_ABOUT THIS EXERCISE_
Copy out, precisely as given, the lines from the line with "Target: referee" to the end of the entries that follow.

_AVAILABLE DATA_

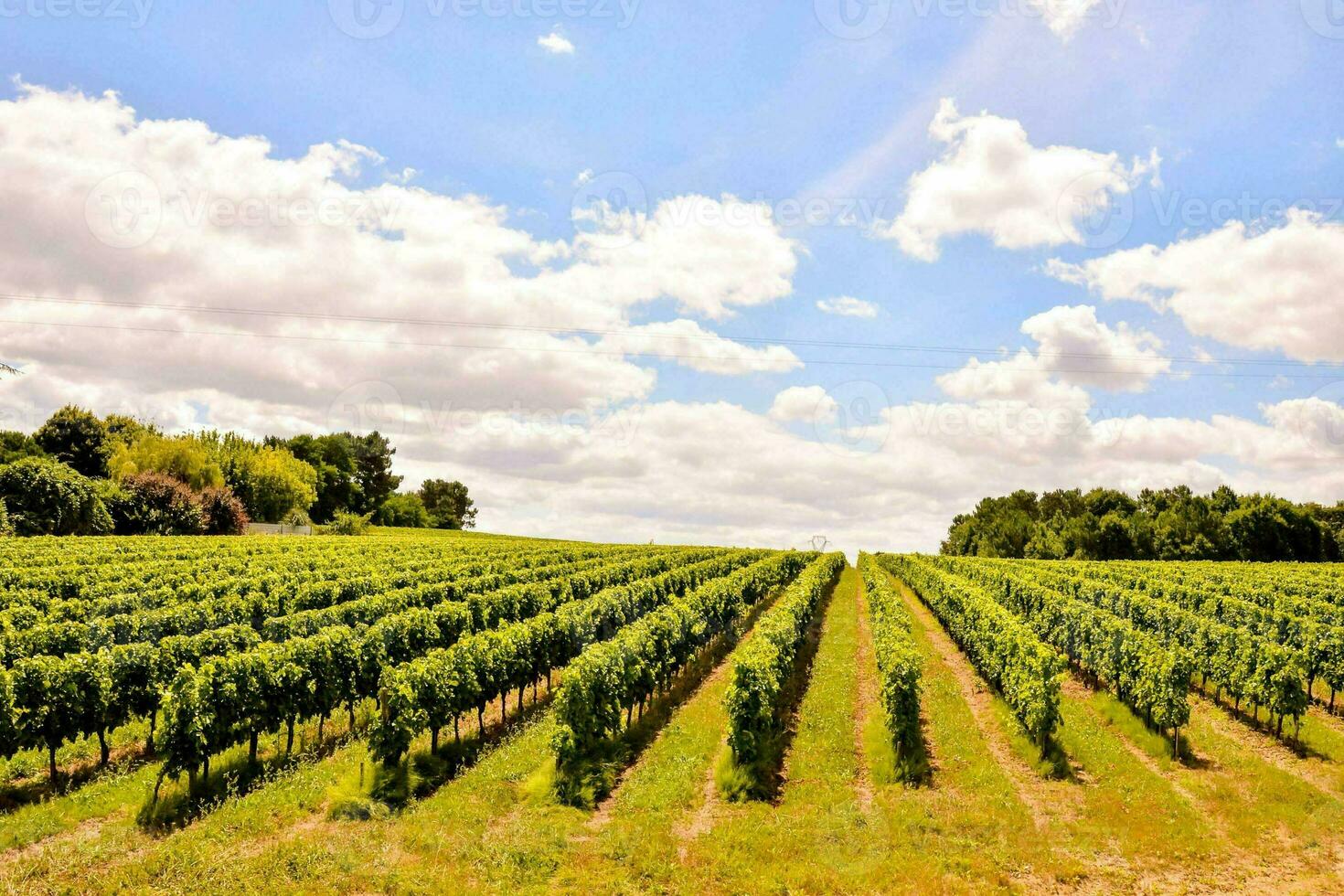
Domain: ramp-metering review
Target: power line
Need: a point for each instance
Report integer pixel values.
(706, 337)
(626, 354)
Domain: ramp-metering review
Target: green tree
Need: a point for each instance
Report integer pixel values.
(77, 438)
(46, 497)
(374, 470)
(15, 446)
(449, 504)
(406, 511)
(186, 458)
(335, 461)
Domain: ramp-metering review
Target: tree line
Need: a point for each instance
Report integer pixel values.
(1158, 524)
(83, 475)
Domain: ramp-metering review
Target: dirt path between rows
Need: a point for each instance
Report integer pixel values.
(866, 701)
(977, 698)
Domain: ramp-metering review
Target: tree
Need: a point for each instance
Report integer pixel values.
(374, 470)
(77, 438)
(46, 497)
(266, 478)
(15, 446)
(186, 458)
(159, 504)
(123, 430)
(406, 511)
(448, 504)
(336, 465)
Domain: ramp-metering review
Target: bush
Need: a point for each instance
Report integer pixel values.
(77, 438)
(223, 513)
(348, 524)
(406, 511)
(46, 497)
(162, 506)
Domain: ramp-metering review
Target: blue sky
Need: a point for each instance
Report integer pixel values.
(763, 102)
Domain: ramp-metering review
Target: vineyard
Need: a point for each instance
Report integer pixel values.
(446, 710)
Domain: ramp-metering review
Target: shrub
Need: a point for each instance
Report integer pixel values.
(162, 506)
(77, 438)
(348, 524)
(223, 513)
(48, 497)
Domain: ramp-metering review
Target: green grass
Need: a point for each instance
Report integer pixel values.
(1243, 812)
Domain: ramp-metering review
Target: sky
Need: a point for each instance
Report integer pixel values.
(694, 272)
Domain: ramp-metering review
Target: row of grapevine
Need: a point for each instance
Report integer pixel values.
(605, 684)
(1318, 645)
(900, 666)
(446, 684)
(763, 667)
(1146, 673)
(265, 612)
(58, 699)
(1004, 649)
(235, 699)
(1237, 661)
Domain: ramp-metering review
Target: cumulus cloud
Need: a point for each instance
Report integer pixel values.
(992, 180)
(106, 208)
(558, 432)
(804, 403)
(555, 43)
(1064, 17)
(1074, 349)
(691, 346)
(848, 306)
(1260, 288)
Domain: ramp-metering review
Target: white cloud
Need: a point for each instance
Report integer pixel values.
(847, 306)
(1072, 351)
(220, 222)
(1255, 288)
(992, 180)
(554, 435)
(555, 43)
(804, 403)
(1064, 17)
(691, 346)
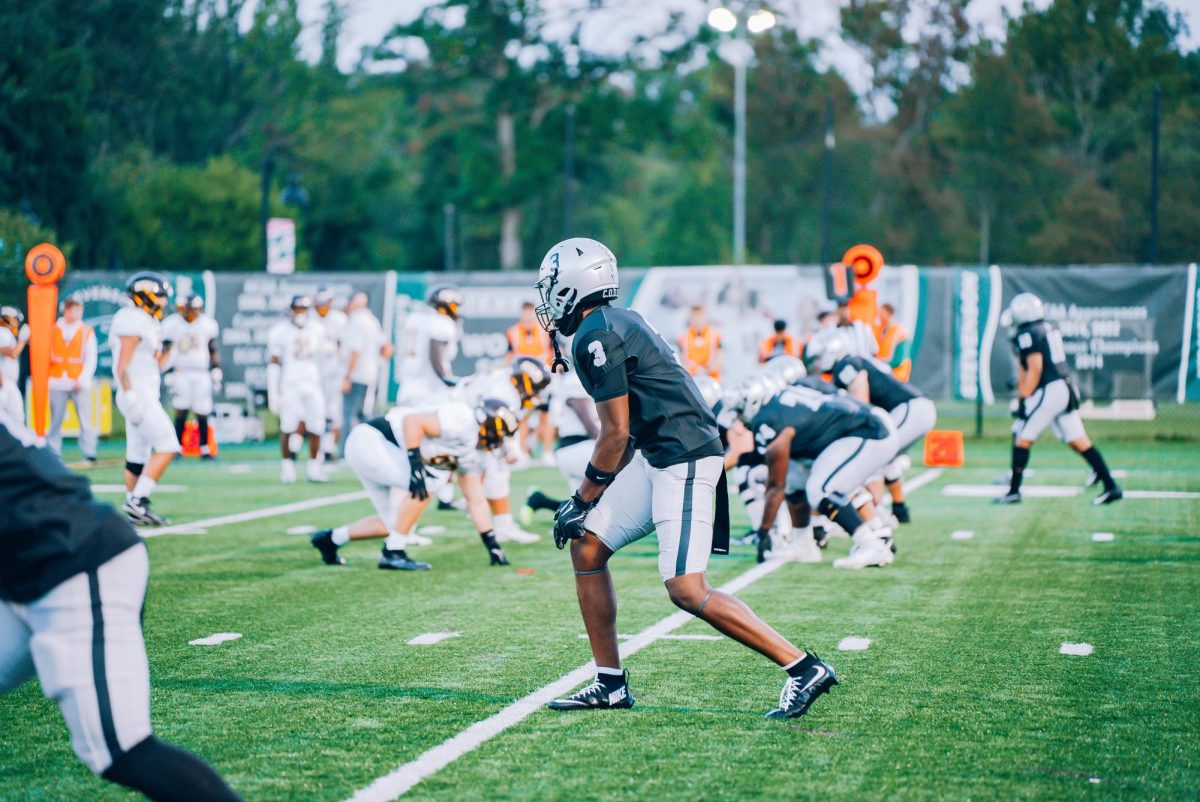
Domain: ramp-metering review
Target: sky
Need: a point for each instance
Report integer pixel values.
(612, 28)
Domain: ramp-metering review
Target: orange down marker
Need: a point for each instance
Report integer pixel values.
(45, 264)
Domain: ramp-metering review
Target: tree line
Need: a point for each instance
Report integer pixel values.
(135, 132)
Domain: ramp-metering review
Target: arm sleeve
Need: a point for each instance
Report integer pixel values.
(600, 359)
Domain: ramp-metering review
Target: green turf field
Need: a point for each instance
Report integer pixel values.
(963, 693)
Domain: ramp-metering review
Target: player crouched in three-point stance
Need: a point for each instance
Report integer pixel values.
(395, 453)
(138, 355)
(72, 585)
(658, 465)
(293, 387)
(1047, 396)
(191, 337)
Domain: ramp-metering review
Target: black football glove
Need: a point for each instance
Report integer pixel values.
(569, 519)
(417, 476)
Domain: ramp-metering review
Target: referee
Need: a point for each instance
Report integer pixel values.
(72, 584)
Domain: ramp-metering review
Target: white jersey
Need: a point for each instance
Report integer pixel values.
(421, 329)
(333, 359)
(10, 367)
(298, 351)
(457, 442)
(143, 369)
(190, 341)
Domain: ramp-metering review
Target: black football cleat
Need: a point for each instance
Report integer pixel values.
(399, 560)
(598, 696)
(139, 513)
(799, 693)
(323, 542)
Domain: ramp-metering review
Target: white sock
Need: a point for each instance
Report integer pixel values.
(144, 488)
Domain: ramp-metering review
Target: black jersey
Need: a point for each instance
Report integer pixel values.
(1043, 339)
(617, 352)
(52, 528)
(886, 390)
(817, 418)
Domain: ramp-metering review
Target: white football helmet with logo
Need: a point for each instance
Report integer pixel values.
(575, 275)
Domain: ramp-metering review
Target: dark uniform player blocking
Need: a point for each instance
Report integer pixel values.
(657, 466)
(72, 584)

_WRITTEN REPLY_
Target: referee
Need: a point for each instance
Report integer pixel values.
(72, 584)
Domain: ramp-metering review
Target: white jersey
Need: a point for each instance
Report integer pixel values.
(421, 329)
(333, 359)
(10, 367)
(298, 351)
(457, 442)
(143, 369)
(190, 341)
Domain: ramp-metering review
Target: black football cleat
Need: a point for each instance
Report integer pixel values.
(399, 560)
(598, 696)
(139, 513)
(799, 693)
(323, 542)
Domain: ramp-metering review
Target: white sock
Need: a point for each instance
Report integer pixel values.
(144, 488)
Domain: ramp-metering review
Target: black jersey
Need: a point for each instance
Report integer pixel values.
(1043, 339)
(617, 352)
(52, 528)
(886, 390)
(817, 418)
Domain: ramp-metering review
Target: white football helmet with logo
Need: a point for each instance
Report integer pixel values.
(575, 275)
Domain: ramp-metering review
Target: dark uniform player blocking
Need: a point for each instance
Report integer pixel values.
(657, 466)
(72, 584)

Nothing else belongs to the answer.